• _The problem_:
The records below hold a stretch from the line with "Object class to annotate: camera lens" through the line with "Object class to annotate: hand"; return exactly those lines, ends included, and nothing more.

• _Excerpted data_:
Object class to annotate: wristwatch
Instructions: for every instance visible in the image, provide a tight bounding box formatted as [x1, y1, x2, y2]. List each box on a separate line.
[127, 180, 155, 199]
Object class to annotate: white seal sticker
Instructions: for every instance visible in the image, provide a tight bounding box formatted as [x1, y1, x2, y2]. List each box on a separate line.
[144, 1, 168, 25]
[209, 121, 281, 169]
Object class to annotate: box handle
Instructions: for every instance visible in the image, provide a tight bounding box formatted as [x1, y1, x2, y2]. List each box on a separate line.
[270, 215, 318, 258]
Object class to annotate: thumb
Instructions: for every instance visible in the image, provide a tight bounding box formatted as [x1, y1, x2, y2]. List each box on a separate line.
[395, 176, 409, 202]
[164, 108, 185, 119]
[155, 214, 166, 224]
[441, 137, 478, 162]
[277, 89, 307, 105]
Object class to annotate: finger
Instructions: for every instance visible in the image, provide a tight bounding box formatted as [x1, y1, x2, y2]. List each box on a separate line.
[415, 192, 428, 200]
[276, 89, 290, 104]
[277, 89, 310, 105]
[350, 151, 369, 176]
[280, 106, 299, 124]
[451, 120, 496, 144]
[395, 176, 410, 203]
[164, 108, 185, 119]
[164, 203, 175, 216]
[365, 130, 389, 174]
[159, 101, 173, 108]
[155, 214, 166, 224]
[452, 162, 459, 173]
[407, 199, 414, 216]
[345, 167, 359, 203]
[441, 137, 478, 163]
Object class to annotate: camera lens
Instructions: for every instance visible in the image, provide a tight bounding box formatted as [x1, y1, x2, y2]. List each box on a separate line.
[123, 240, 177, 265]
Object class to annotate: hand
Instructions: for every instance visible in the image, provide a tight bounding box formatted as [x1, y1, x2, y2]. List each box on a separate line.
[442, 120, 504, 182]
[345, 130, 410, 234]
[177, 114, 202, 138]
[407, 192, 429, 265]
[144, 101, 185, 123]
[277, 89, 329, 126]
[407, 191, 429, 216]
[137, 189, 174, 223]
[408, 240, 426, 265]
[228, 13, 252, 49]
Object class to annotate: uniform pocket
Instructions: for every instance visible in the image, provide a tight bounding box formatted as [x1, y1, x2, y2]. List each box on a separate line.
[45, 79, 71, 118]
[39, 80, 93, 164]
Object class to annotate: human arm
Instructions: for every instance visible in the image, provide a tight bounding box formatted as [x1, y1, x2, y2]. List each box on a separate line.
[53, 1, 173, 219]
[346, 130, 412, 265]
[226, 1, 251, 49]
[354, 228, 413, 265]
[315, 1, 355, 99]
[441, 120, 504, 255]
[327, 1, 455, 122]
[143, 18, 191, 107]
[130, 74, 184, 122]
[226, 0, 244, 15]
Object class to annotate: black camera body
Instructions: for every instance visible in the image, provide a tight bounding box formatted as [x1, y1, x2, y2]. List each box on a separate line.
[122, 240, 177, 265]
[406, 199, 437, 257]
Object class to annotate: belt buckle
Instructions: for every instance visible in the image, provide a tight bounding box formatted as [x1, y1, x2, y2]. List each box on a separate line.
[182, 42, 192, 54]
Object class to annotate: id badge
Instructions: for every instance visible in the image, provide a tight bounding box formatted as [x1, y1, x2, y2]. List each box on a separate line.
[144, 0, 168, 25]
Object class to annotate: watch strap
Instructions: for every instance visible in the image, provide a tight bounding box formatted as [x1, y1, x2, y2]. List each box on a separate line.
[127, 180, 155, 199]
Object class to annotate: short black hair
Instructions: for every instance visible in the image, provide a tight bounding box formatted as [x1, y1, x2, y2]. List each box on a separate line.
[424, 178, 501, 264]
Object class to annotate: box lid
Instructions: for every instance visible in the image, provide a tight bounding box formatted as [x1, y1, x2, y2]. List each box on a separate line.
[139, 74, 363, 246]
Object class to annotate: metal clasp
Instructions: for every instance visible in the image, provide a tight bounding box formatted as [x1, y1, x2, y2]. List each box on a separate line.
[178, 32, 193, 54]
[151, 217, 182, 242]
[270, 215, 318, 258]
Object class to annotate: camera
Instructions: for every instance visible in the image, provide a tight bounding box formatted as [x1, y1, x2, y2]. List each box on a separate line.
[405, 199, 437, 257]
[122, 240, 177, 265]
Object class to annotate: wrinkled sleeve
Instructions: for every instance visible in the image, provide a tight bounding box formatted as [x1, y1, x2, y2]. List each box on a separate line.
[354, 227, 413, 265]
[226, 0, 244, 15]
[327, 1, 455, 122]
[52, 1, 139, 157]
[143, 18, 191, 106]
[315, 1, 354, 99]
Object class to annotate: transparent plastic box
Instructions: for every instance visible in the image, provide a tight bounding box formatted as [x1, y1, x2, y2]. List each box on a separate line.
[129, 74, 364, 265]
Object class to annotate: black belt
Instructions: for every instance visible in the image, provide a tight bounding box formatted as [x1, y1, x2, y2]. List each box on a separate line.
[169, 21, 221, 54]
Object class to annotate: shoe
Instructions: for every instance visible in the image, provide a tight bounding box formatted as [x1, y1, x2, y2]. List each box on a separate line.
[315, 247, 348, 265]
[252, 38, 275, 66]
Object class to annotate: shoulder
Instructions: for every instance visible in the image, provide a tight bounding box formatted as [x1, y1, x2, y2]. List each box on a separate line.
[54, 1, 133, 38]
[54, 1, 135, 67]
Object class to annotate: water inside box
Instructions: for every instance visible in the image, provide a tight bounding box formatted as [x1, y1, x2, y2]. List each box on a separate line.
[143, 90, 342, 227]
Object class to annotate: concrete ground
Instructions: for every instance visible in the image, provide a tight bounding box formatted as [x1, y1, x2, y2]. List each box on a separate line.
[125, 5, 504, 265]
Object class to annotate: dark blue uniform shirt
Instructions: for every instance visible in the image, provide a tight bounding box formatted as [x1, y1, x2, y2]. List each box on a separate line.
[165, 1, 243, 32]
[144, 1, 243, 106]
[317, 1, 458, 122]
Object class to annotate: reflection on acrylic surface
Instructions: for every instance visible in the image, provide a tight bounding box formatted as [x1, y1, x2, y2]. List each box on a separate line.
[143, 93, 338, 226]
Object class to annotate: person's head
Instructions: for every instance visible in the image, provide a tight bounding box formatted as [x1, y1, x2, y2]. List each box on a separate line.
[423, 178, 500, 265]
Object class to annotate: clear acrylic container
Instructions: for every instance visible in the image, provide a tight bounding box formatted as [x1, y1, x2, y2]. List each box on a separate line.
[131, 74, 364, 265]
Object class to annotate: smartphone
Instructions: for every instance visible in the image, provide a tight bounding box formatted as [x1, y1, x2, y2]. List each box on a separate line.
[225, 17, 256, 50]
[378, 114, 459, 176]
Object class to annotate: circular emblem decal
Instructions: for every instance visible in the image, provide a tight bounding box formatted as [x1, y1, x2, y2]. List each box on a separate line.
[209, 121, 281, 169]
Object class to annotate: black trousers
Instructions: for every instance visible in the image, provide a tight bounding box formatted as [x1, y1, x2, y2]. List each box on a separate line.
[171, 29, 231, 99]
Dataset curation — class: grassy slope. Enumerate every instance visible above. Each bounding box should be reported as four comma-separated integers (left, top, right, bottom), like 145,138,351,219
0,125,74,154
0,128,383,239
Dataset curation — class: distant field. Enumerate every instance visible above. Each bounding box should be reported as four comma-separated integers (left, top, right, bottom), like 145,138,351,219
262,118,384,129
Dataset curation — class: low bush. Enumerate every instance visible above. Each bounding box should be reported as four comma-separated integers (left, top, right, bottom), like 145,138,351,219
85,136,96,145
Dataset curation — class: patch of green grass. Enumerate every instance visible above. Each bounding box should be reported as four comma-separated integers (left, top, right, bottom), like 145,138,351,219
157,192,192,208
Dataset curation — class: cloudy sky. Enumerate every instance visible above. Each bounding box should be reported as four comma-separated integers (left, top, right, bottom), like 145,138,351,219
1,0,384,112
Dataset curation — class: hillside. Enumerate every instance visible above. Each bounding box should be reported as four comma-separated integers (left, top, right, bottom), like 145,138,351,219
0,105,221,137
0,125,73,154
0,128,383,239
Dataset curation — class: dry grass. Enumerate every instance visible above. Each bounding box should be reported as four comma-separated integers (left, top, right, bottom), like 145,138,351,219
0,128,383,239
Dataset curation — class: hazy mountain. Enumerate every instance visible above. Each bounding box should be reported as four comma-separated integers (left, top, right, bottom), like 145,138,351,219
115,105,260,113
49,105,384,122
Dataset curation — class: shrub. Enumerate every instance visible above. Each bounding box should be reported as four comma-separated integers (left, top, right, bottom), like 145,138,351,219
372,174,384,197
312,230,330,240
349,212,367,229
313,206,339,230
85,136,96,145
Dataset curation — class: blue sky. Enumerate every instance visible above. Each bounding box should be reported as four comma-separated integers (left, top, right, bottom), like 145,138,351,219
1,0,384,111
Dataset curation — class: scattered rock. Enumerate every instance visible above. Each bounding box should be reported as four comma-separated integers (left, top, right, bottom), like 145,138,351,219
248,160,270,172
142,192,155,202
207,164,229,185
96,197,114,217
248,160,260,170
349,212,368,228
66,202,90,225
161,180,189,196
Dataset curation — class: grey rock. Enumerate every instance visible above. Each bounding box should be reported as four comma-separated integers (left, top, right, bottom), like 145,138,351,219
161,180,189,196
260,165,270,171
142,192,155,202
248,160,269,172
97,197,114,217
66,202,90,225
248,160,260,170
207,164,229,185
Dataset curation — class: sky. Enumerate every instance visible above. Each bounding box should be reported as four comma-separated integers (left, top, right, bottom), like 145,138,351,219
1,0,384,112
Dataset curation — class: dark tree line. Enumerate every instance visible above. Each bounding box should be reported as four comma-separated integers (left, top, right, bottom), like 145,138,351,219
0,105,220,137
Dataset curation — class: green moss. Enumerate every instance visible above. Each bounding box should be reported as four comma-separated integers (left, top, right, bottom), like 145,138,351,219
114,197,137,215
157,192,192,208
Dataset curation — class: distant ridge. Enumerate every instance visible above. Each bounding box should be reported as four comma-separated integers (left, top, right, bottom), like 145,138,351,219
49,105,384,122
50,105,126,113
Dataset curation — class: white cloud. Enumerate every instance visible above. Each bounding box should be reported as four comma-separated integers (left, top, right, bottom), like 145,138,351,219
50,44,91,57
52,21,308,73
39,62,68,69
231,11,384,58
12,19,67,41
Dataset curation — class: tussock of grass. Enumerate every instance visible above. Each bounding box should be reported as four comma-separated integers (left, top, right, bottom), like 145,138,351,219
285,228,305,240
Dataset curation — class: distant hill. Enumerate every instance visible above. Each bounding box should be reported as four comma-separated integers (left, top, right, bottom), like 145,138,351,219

• _Written reply_:
Object class to annotate: camera lens
Instructions: for every instance visible in the image, provide a tight bounding box formatted as [x1, y1, x2, y2]. List each box on a separate line.
[123, 240, 177, 265]
Object class to annotate: hand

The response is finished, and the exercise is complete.